* start Input data *

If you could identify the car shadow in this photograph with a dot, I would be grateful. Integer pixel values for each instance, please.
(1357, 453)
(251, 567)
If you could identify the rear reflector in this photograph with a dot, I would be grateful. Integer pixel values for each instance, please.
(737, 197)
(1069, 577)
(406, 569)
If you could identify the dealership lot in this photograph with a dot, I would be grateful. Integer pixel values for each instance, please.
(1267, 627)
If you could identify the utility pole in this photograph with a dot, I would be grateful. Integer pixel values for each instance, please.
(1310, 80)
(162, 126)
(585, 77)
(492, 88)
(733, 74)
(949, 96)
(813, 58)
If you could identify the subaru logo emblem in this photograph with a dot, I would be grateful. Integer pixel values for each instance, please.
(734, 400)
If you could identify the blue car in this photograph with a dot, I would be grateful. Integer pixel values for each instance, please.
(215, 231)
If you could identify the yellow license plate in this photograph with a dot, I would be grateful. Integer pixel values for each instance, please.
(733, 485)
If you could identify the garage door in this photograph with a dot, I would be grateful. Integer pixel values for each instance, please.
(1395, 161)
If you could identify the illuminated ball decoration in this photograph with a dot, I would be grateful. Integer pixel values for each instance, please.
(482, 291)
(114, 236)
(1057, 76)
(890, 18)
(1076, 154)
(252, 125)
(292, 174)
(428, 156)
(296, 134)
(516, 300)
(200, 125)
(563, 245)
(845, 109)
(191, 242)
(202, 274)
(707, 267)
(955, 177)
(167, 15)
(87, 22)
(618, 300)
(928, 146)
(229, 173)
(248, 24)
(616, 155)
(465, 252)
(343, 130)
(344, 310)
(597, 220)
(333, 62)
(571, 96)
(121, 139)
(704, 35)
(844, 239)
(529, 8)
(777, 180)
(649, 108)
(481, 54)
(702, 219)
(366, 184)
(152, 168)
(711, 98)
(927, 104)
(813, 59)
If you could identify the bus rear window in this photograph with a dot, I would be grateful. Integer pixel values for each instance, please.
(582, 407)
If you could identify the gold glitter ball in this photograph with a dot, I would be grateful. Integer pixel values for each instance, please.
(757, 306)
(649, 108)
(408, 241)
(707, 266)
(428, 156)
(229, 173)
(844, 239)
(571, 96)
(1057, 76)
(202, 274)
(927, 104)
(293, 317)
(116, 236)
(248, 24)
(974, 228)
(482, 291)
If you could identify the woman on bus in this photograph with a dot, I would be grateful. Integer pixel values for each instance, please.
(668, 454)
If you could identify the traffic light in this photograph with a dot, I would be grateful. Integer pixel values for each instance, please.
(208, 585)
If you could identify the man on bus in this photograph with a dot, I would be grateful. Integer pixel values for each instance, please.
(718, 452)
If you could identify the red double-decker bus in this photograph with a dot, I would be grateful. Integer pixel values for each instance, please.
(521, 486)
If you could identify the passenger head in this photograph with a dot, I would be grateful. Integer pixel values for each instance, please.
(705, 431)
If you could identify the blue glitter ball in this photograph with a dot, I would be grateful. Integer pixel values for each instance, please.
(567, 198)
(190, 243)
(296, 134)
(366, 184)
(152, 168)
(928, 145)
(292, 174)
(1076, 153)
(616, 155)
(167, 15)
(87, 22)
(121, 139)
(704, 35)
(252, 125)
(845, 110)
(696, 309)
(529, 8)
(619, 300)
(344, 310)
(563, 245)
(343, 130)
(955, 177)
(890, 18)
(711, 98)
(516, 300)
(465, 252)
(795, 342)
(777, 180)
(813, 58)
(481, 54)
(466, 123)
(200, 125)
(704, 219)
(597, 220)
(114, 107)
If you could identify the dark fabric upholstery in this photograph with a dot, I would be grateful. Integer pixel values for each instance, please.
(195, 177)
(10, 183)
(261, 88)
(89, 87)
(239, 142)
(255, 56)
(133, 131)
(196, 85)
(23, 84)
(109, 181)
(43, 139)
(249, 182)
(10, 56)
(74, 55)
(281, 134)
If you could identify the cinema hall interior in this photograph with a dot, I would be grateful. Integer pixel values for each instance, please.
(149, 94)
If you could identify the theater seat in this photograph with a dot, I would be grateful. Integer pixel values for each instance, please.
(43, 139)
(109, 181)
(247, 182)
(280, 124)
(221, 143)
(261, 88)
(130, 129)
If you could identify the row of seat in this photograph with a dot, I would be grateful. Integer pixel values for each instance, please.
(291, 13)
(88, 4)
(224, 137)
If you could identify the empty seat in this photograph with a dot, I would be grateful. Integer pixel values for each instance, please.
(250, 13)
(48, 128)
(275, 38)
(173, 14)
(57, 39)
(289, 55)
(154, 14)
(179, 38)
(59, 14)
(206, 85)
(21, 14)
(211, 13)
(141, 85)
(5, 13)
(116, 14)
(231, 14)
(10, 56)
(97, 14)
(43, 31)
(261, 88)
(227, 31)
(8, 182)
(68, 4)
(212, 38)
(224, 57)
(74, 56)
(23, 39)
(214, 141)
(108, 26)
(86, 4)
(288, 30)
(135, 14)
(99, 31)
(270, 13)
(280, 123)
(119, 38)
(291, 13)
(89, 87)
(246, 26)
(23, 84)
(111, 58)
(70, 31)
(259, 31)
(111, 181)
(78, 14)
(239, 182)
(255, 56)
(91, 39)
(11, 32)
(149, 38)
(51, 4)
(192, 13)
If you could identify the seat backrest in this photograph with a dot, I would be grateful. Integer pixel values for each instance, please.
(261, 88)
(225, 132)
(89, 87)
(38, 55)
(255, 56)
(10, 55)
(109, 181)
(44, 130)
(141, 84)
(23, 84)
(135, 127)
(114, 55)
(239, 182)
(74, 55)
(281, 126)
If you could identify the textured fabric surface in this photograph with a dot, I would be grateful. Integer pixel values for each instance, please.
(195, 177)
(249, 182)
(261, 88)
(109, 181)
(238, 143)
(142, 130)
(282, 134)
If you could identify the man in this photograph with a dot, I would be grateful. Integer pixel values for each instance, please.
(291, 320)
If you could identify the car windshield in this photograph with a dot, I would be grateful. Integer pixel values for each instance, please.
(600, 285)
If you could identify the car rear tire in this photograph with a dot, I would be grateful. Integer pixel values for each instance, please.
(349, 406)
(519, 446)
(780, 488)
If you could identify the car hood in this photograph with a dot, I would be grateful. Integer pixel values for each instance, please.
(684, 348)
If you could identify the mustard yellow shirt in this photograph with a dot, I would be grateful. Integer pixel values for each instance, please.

* end Input data *

Print the lines above again, identical in every character.

## Answer
If you could identify the car shadow in this photograph with a dot, I would be grateful. Integer pixel values for each instance, please.
(1357, 453)
(251, 567)
If you could identify the rear reflector in this photograph with a dot, I would be grateful. Integer pixel values for each instance, please.
(737, 197)
(1069, 577)
(406, 569)
If you could identify the dealership lot in this photograph with a dot, I would be grateful. Integer pixel values for each instance, please.
(1267, 627)
If you could identify the utility pole in this photograph with a dot, I would be grateful. Integer pixel values for each instance, please.
(1310, 80)
(162, 126)
(585, 77)
(492, 88)
(733, 74)
(949, 96)
(813, 58)
If you could identify the subaru logo emblem in this photograph with a dot, I would be grateful. Integer pixel values for each instance, please.
(734, 400)
If you could identify the blue car in this photograph with a dot, I would be grateful. Integer pixel values for each instance, please.
(215, 231)
If you could identify the yellow license plate in this photograph with a dot, I would be grateful. Integer pixel values for each instance, please.
(733, 485)
If you could identify the garage door in this photograph with a dot, I would be grateful. Integer pixel values for each instance, please.
(1395, 161)
If you could identify the illuminated ball decoration in this photograph with a dot, I would be grateful. Integer pixel values for each instance, please.
(482, 291)
(114, 236)
(1057, 76)
(890, 18)
(1076, 154)
(252, 125)
(292, 174)
(428, 156)
(296, 134)
(516, 300)
(200, 125)
(563, 245)
(845, 109)
(191, 242)
(202, 274)
(707, 267)
(955, 177)
(167, 15)
(87, 22)
(618, 300)
(928, 146)
(229, 173)
(248, 24)
(616, 155)
(465, 252)
(343, 130)
(344, 310)
(597, 220)
(333, 62)
(571, 96)
(121, 139)
(704, 35)
(844, 239)
(529, 8)
(777, 180)
(649, 108)
(481, 54)
(702, 219)
(366, 184)
(152, 168)
(711, 98)
(927, 104)
(813, 59)
If you could identify the bus rear window in this photograph with a dot, I would be grateful. Integer pixel values for each instance, please.
(582, 407)
If you could identify the gold glitter ball in this photograph with a dot, I would be grateful. Integer pixel values for each instance, please.
(757, 306)
(649, 108)
(408, 241)
(707, 266)
(428, 156)
(229, 173)
(844, 239)
(571, 96)
(1057, 76)
(202, 274)
(927, 104)
(293, 317)
(116, 236)
(248, 24)
(974, 228)
(482, 291)
If you could identify the woman on bus in this photograph with a dot, I would be grateful. Integer pixel values for each instance, please.
(668, 454)
If you could identify the traffic light in this photograph with a dot, I would be grateful. Integer pixel values for each instance, please.
(208, 585)
If you could identify the man on bus in this photograph with a dot, I would be grateful. Integer pixel values for each instance, please.
(718, 452)
If you could identify the red double-decker bus in this photograph with a dot, I would be grateful. Integer pixel values for each instance, please.
(521, 486)
If you could identify the passenger head in this photograph with a dot, I would be grateful. Integer pixel values for each instance, please.
(705, 431)
If you could identify the blue glitter ball in this photograph with a dot, I would be grateful. Integer pixel values for each instance, please.
(567, 198)
(190, 243)
(296, 134)
(366, 184)
(152, 168)
(928, 145)
(292, 174)
(1076, 153)
(616, 155)
(167, 15)
(87, 22)
(121, 139)
(704, 35)
(252, 125)
(845, 110)
(696, 309)
(529, 8)
(619, 300)
(344, 310)
(563, 245)
(343, 130)
(955, 177)
(890, 18)
(711, 98)
(516, 300)
(465, 252)
(795, 342)
(777, 180)
(813, 58)
(481, 54)
(466, 123)
(200, 125)
(704, 219)
(597, 220)
(114, 107)
If you could identify the dark fabric upholstery in this photograph with a dot, I would be grateful. Integer pixel values for each instance, please.
(195, 177)
(10, 183)
(261, 88)
(89, 87)
(239, 142)
(255, 56)
(133, 131)
(196, 85)
(23, 84)
(109, 181)
(43, 139)
(249, 182)
(10, 56)
(74, 55)
(281, 134)
If you could identify the cinema hall interior in this photograph with a dot, I would be grateful. Integer pixel values for each instance, please.
(149, 94)
If you could identify the theater seat in this photograph with a dot, I would be grateful. Integer pixel values for each instance, please.
(43, 139)
(109, 181)
(247, 182)
(280, 124)
(221, 143)
(261, 88)
(130, 129)
If you could identify the row of seat in this photograph with a dot, I would be grateful. Integer pixel values for each instance, please.
(291, 13)
(88, 4)
(224, 137)
If you could identify the empty seat in this photograph with a dot, I would be grateful. Integer pixel values for each instance, please.
(250, 13)
(48, 128)
(275, 38)
(173, 14)
(57, 39)
(289, 55)
(154, 14)
(179, 38)
(59, 14)
(206, 85)
(21, 14)
(211, 13)
(141, 85)
(5, 13)
(116, 14)
(231, 14)
(10, 56)
(97, 14)
(43, 31)
(261, 88)
(227, 31)
(8, 182)
(68, 4)
(212, 38)
(224, 57)
(74, 56)
(23, 39)
(214, 141)
(108, 26)
(86, 4)
(288, 30)
(135, 14)
(99, 31)
(270, 13)
(280, 123)
(119, 38)
(291, 13)
(89, 87)
(246, 26)
(23, 84)
(111, 58)
(70, 31)
(259, 31)
(111, 181)
(78, 14)
(239, 182)
(255, 56)
(91, 39)
(11, 32)
(149, 38)
(51, 4)
(192, 13)
If you could identify the seat backrest in this photograph with a dot, I would be grateful. Integer pixel values for each instance, please.
(261, 88)
(225, 132)
(89, 87)
(38, 55)
(255, 56)
(10, 55)
(109, 181)
(44, 130)
(141, 84)
(23, 84)
(135, 127)
(114, 55)
(239, 182)
(74, 55)
(281, 126)
If you could identify the textured fabric surface in this photograph with a dot, I would be grateful. Integer pixel values for each instance, please.
(195, 177)
(249, 182)
(261, 88)
(109, 181)
(238, 143)
(142, 130)
(282, 134)
If you could identify the man in this photograph with a dot, I would be grateful. Integer pixel values for each instance, please.
(291, 320)
If you could identify the car windshield in this photograph with a dot, I would be grateful. Integer pixel values for each instance, please.
(600, 285)
If you could identify the car rear tire in this photograph with a dot, I would be grateful. Integer pixel values for each instance, please.
(349, 406)
(519, 446)
(780, 488)
If you could identify the car hood in this photograph with a dot, I would be grateful. Integer pixel values for each instance, please.
(684, 348)
If you could identify the mustard yellow shirt in this photograph with a dot, I would be grateful. Integer pixel values for each instance, please.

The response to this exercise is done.